▶ _Required work_: Repeat exactly the lines from the one containing "Task: place one point on each instance of the shoulder" through the last line of the records below, both included, and nothing else.
── Records for this exercise
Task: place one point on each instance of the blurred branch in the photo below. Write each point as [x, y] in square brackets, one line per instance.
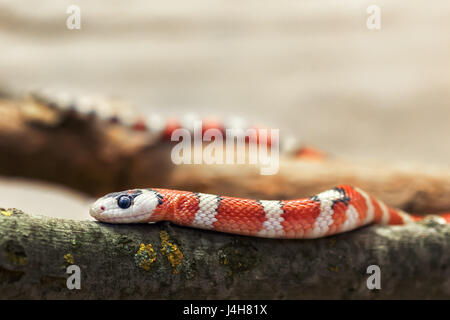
[64, 147]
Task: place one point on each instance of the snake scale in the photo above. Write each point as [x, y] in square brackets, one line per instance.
[333, 211]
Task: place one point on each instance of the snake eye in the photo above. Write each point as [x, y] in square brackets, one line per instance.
[124, 202]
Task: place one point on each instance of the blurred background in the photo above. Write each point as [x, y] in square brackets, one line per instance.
[311, 68]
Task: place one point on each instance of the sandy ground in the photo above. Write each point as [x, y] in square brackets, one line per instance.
[308, 67]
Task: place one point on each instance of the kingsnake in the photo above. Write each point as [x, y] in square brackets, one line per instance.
[337, 210]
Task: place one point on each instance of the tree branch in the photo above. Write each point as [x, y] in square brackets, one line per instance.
[195, 264]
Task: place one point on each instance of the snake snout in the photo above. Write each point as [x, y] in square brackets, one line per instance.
[96, 209]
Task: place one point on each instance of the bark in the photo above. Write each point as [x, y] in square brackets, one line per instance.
[80, 152]
[194, 264]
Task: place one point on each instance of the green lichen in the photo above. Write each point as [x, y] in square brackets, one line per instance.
[145, 256]
[171, 251]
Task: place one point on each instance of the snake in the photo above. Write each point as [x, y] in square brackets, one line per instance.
[337, 210]
[330, 212]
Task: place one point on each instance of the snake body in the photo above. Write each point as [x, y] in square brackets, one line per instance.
[334, 211]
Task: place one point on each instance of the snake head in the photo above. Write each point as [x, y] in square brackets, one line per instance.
[131, 206]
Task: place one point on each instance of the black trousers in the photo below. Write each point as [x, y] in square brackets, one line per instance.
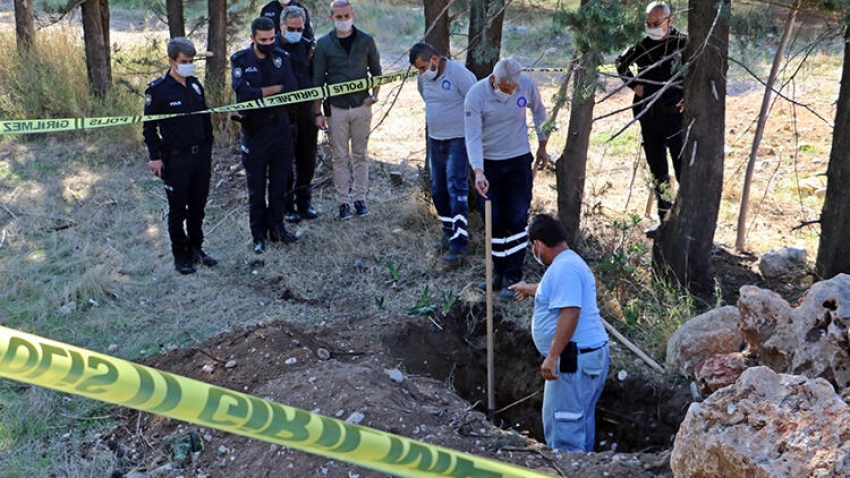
[660, 134]
[187, 185]
[305, 136]
[267, 158]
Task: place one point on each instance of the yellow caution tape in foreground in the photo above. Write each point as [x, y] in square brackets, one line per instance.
[47, 363]
[309, 94]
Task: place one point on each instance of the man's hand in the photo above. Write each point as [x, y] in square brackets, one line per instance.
[547, 368]
[481, 183]
[156, 167]
[542, 158]
[523, 290]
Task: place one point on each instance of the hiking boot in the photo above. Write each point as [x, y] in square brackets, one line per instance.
[309, 213]
[283, 236]
[344, 212]
[183, 262]
[199, 256]
[360, 208]
[453, 257]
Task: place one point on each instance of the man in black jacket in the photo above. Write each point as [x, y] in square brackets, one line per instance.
[259, 71]
[180, 152]
[658, 98]
[293, 22]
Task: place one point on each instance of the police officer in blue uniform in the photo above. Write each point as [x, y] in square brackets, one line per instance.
[180, 152]
[261, 70]
[293, 25]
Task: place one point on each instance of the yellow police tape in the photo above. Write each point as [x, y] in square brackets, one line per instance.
[51, 364]
[308, 94]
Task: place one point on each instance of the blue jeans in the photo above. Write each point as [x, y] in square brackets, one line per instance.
[450, 188]
[569, 403]
[510, 196]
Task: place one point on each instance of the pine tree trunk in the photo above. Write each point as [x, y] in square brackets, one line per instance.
[96, 38]
[485, 35]
[682, 249]
[437, 25]
[834, 248]
[176, 22]
[24, 26]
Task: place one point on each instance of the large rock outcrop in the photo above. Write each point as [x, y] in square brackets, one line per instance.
[765, 425]
[810, 339]
[704, 336]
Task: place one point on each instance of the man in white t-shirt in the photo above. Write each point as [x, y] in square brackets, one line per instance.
[443, 85]
[568, 331]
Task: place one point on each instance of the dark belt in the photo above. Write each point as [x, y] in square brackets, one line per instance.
[594, 349]
[187, 150]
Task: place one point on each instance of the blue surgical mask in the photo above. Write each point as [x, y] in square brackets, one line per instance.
[292, 37]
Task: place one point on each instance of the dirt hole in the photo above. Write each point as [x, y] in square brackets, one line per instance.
[634, 415]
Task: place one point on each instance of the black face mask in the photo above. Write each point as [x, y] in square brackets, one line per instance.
[266, 49]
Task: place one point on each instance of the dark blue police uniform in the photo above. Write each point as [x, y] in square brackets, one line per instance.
[184, 144]
[305, 132]
[266, 140]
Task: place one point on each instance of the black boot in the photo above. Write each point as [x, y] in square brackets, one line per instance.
[183, 261]
[198, 255]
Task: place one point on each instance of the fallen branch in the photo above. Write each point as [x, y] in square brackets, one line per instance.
[622, 339]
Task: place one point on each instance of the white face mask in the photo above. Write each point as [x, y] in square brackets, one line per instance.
[430, 74]
[344, 26]
[186, 69]
[292, 37]
[656, 33]
[536, 257]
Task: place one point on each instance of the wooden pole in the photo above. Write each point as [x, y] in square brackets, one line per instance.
[488, 273]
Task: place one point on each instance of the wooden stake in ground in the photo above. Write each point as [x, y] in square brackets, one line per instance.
[488, 277]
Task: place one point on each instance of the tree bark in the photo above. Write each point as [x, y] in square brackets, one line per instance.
[682, 249]
[834, 249]
[96, 38]
[216, 67]
[571, 169]
[437, 25]
[485, 35]
[176, 22]
[24, 26]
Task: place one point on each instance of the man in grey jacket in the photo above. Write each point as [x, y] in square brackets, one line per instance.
[500, 156]
[345, 54]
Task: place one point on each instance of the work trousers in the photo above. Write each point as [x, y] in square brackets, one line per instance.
[450, 188]
[349, 136]
[187, 184]
[267, 158]
[569, 403]
[661, 133]
[510, 196]
[305, 136]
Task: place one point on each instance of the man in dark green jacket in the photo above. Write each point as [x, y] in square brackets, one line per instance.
[345, 54]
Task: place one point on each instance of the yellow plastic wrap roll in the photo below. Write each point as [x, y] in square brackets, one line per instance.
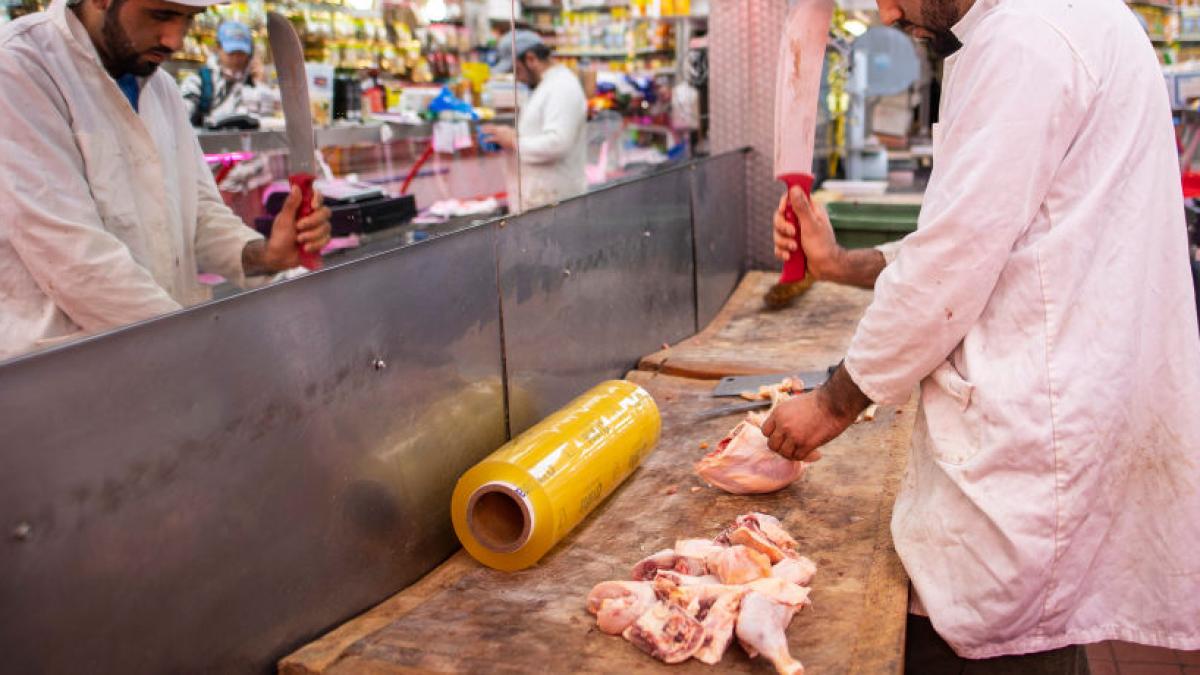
[514, 506]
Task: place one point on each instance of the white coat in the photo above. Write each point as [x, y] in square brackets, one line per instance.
[1044, 305]
[552, 142]
[106, 214]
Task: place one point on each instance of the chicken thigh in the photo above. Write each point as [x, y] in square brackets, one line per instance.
[742, 464]
[761, 628]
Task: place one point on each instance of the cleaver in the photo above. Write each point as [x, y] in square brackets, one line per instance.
[733, 386]
[797, 94]
[301, 138]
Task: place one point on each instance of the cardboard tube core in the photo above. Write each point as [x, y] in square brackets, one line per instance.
[499, 518]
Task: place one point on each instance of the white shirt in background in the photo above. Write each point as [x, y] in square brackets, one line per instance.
[106, 214]
[552, 139]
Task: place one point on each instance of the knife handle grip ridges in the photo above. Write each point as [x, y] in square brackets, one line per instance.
[796, 268]
[304, 181]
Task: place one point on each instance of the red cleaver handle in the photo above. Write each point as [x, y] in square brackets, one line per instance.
[796, 267]
[304, 181]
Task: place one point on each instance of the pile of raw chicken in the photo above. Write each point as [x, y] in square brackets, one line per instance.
[690, 601]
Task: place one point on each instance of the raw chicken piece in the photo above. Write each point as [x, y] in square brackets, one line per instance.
[617, 604]
[781, 591]
[714, 605]
[718, 615]
[762, 626]
[647, 568]
[666, 633]
[693, 555]
[798, 571]
[761, 532]
[679, 579]
[868, 414]
[742, 463]
[739, 565]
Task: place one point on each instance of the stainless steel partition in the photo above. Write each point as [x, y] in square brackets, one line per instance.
[199, 493]
[592, 285]
[209, 490]
[719, 209]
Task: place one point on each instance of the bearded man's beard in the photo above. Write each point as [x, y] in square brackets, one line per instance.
[939, 18]
[120, 57]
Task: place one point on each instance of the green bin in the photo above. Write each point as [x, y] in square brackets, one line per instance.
[864, 225]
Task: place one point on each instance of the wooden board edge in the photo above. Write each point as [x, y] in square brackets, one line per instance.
[318, 657]
[880, 645]
[741, 298]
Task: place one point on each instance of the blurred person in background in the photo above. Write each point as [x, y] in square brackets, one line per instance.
[108, 210]
[549, 141]
[229, 83]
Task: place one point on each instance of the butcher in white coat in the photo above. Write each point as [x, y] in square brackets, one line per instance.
[1044, 311]
[107, 208]
[550, 141]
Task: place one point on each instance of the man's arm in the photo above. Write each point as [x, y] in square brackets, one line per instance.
[226, 246]
[827, 260]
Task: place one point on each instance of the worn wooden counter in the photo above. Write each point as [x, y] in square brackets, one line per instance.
[745, 339]
[466, 617]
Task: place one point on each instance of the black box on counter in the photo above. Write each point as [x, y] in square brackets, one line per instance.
[351, 216]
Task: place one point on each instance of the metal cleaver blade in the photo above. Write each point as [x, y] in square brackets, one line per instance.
[797, 95]
[288, 55]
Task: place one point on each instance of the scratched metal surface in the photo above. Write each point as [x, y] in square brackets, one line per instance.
[204, 491]
[718, 198]
[209, 490]
[591, 285]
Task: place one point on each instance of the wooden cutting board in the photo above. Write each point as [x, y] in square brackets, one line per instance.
[748, 339]
[465, 617]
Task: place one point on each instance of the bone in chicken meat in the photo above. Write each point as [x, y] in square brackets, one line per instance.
[679, 616]
[693, 554]
[714, 605]
[667, 633]
[762, 533]
[743, 464]
[690, 555]
[798, 571]
[648, 567]
[718, 615]
[681, 579]
[617, 604]
[741, 565]
[780, 590]
[762, 625]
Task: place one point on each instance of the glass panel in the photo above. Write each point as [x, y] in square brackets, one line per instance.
[616, 89]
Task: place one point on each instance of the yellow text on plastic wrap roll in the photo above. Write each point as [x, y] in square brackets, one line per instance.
[514, 506]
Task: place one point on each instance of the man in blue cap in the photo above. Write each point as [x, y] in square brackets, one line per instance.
[550, 137]
[227, 85]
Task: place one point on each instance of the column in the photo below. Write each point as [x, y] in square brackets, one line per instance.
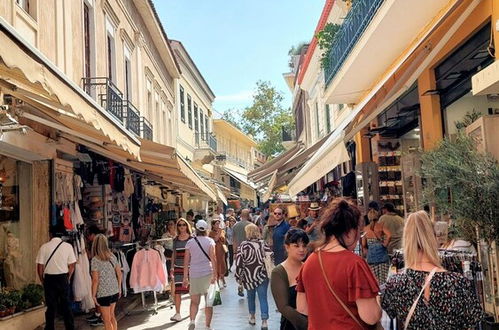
[431, 114]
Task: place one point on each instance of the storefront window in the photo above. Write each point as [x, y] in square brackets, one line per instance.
[9, 190]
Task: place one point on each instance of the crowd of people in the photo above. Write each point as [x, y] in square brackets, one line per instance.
[329, 270]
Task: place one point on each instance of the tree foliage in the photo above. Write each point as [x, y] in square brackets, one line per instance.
[264, 119]
[464, 183]
[325, 40]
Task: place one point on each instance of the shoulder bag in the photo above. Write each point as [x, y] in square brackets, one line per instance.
[378, 325]
[199, 244]
[50, 257]
[413, 307]
[267, 259]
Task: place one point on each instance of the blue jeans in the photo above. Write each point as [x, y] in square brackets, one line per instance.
[262, 297]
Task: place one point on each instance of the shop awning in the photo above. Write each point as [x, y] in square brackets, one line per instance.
[162, 161]
[268, 168]
[270, 188]
[398, 80]
[28, 75]
[239, 177]
[316, 167]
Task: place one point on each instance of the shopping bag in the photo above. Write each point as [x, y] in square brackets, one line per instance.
[210, 296]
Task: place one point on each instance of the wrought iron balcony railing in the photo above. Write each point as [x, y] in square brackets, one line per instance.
[108, 95]
[354, 25]
[132, 118]
[145, 129]
[206, 140]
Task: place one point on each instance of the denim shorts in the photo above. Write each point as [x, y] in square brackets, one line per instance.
[108, 300]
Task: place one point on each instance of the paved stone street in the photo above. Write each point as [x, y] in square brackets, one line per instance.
[233, 313]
────
▶ _Result for this exercise_:
Task: place one point on each instance of the shoulder bag in the photo above. Write each point as [x, y] in square brackets, one line per instance.
[378, 325]
[199, 244]
[50, 257]
[413, 307]
[267, 259]
Task: place one point on each instance of the blue jeans in the photo above. Write each point as [x, y] in square brackets, one line per instance.
[262, 297]
Task: place one point on each instance of the shop awning in the photo above. Write each point as [x, y] in square brackets, one line per instance.
[162, 161]
[268, 168]
[270, 188]
[398, 80]
[28, 75]
[239, 177]
[316, 167]
Task: place one point on each instance of the shopping bag in the photo above. Write each point as [x, y] in square brackets, one line per instance.
[210, 296]
Task: place one point on each instance of the wrought iron balcony railing in the photo above. Write each point as [x, y] in square brackets, one line per instance.
[108, 95]
[354, 25]
[132, 118]
[145, 129]
[206, 140]
Task: place one point on each instance of the denim shorts in the photo above. Write each point as [x, y] in square brackets, one line per instance.
[108, 300]
Task: place one point on each instance of the paved stone street in the photo above. Write each point as [x, y] in square brackets, one line per instance.
[233, 313]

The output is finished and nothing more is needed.